— WHAT TO DO —
Please report how many lines in the records below contain the word "foliage", giving only that number.
═══ MATERIAL FOR THE TASK ═══
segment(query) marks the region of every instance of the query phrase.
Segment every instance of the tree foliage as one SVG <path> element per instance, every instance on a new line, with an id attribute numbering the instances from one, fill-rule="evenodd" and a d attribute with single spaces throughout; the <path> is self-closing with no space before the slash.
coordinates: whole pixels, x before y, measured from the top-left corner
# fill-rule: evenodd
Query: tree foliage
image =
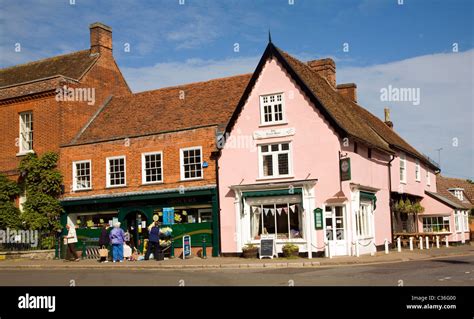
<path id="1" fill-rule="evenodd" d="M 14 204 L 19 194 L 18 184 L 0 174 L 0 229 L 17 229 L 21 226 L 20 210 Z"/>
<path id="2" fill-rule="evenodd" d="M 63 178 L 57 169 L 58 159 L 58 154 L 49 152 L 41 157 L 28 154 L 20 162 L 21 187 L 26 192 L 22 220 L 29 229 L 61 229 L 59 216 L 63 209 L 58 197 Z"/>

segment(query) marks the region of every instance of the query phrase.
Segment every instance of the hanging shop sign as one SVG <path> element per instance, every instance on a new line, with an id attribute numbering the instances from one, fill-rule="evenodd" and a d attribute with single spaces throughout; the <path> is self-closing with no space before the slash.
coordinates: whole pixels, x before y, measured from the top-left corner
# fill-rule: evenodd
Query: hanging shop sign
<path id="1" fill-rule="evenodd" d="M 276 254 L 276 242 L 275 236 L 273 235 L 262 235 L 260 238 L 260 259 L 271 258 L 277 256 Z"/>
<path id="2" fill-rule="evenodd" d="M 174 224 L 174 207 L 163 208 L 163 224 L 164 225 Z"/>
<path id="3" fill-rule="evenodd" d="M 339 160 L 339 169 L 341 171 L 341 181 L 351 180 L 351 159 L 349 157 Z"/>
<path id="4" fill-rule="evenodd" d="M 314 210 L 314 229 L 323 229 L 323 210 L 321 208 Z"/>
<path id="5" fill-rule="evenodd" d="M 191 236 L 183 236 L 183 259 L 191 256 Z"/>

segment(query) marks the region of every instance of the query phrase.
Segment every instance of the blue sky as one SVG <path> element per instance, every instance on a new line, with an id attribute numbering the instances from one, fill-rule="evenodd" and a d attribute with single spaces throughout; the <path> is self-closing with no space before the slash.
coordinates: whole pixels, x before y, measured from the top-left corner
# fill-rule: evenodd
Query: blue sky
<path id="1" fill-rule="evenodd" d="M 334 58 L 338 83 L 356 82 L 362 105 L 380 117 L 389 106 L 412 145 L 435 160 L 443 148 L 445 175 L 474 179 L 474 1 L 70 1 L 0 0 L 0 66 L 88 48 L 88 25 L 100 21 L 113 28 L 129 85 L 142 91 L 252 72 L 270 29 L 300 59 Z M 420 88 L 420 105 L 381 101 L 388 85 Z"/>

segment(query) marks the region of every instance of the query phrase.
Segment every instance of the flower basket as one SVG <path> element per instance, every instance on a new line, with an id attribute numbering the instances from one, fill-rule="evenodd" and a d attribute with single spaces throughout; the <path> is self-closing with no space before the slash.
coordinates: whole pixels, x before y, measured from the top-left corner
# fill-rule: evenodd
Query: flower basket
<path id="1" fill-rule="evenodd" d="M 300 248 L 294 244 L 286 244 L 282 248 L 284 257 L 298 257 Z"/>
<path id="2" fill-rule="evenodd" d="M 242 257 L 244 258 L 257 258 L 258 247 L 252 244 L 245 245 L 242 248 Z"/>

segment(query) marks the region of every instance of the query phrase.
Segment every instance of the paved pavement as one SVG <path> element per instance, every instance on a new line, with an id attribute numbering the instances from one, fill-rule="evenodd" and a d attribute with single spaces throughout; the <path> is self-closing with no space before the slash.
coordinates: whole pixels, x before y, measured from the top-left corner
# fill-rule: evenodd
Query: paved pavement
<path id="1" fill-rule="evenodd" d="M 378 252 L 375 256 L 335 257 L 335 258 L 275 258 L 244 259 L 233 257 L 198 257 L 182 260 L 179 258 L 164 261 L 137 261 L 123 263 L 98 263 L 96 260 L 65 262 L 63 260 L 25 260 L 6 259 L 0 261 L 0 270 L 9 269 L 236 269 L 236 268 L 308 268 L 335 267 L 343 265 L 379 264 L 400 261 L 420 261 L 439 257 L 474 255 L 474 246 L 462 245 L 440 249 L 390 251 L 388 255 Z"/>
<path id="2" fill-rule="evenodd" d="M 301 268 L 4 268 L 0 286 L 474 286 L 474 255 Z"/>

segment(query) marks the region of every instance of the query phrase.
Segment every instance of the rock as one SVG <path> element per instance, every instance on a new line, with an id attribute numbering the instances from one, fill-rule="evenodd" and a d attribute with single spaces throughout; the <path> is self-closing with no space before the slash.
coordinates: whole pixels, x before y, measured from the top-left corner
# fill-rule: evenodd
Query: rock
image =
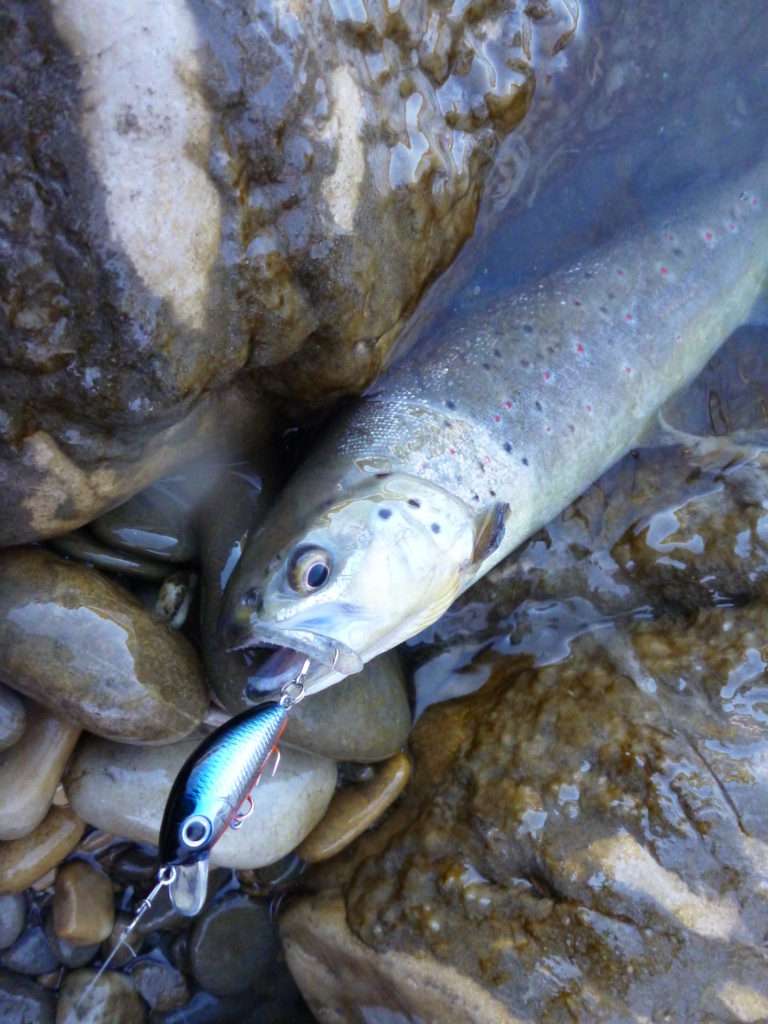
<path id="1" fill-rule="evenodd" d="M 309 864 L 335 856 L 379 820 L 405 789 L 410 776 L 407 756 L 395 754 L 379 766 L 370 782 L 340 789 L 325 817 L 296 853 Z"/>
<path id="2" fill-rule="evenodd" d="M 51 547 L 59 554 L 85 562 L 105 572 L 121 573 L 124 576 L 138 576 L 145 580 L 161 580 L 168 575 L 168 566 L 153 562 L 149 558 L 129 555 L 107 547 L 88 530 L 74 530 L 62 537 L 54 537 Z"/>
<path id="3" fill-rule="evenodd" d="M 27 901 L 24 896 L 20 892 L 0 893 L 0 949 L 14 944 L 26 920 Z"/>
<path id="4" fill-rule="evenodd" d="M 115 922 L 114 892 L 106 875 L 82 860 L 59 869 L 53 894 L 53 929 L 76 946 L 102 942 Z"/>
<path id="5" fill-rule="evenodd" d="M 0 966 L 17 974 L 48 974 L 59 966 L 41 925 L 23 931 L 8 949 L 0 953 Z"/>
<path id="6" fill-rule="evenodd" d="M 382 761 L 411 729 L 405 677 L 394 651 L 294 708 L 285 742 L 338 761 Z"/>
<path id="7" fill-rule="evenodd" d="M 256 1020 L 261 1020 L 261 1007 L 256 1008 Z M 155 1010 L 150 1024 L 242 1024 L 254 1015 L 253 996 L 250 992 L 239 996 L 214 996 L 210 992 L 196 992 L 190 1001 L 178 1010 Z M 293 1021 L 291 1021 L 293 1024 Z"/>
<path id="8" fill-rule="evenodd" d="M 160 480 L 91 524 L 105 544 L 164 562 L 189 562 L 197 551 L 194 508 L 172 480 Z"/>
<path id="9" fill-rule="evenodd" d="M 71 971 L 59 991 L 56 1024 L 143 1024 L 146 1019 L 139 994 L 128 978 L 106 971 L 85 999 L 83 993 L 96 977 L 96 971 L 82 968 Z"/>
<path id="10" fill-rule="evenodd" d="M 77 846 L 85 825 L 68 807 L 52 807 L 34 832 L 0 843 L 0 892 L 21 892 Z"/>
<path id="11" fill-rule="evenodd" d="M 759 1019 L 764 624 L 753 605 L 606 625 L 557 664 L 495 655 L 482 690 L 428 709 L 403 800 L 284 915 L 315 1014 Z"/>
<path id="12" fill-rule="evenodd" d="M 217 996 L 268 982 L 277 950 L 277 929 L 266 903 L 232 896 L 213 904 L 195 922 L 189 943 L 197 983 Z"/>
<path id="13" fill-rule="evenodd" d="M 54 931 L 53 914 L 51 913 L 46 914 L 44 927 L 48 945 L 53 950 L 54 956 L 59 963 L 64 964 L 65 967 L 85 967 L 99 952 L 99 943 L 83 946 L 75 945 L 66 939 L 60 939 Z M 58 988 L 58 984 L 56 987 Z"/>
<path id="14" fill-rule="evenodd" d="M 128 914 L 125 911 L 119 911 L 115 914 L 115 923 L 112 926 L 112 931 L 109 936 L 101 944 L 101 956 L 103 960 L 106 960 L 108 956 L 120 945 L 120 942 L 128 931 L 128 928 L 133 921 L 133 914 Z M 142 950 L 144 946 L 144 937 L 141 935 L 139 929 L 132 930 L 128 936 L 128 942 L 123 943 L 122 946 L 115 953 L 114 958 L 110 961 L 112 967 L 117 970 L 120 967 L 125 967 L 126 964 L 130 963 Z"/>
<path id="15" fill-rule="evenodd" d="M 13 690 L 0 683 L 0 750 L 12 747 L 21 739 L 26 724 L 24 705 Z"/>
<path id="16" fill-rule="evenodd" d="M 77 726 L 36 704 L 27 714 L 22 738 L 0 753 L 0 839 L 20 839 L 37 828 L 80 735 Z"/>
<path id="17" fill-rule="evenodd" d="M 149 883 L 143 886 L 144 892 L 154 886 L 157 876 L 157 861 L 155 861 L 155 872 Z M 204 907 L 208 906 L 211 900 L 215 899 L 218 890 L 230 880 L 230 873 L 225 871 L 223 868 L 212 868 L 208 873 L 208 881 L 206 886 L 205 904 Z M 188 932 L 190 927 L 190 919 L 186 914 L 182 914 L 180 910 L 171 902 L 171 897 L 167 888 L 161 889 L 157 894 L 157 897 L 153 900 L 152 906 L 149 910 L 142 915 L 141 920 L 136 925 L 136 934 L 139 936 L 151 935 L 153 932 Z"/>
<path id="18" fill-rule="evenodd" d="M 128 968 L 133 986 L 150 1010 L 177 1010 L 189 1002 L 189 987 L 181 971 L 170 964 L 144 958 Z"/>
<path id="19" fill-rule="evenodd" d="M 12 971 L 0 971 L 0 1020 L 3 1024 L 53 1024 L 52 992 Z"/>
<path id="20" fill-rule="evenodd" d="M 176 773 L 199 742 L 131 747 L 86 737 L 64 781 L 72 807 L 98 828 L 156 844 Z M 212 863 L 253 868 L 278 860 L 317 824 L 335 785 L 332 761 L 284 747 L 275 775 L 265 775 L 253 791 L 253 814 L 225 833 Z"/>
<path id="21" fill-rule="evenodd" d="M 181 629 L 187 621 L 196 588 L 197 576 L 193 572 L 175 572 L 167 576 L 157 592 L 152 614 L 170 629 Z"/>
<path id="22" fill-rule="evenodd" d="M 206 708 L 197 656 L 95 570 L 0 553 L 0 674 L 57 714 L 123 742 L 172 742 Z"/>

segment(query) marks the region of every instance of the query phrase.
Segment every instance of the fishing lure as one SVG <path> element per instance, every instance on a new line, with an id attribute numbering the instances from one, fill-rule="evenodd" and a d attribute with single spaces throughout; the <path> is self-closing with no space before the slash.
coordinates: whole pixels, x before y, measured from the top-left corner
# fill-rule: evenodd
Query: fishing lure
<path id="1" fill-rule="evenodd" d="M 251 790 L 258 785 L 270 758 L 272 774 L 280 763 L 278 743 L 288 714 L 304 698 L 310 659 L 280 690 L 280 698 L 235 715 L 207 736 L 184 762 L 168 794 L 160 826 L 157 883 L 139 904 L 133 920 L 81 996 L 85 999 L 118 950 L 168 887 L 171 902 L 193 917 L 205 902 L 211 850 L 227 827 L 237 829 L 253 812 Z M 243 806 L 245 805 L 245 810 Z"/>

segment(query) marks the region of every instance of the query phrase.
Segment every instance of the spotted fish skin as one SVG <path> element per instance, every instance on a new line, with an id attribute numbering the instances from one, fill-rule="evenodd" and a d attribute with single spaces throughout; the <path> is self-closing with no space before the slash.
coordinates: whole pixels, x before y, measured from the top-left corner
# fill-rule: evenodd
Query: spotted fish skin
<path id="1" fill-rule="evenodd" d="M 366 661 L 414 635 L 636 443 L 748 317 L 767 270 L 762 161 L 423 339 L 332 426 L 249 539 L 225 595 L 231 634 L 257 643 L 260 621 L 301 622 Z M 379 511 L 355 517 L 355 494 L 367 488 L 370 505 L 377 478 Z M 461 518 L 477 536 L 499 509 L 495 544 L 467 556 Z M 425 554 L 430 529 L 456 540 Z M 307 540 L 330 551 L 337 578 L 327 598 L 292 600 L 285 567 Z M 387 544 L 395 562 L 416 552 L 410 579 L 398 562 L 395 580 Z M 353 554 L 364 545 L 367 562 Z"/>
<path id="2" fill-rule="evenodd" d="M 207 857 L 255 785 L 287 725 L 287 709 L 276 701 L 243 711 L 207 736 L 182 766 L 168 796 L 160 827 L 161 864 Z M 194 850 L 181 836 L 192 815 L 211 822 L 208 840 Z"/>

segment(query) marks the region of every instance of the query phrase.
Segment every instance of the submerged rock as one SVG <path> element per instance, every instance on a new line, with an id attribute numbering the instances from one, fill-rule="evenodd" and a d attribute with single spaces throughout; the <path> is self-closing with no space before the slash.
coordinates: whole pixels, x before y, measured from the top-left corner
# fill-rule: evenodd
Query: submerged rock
═══
— ANSWER TO THIS TASK —
2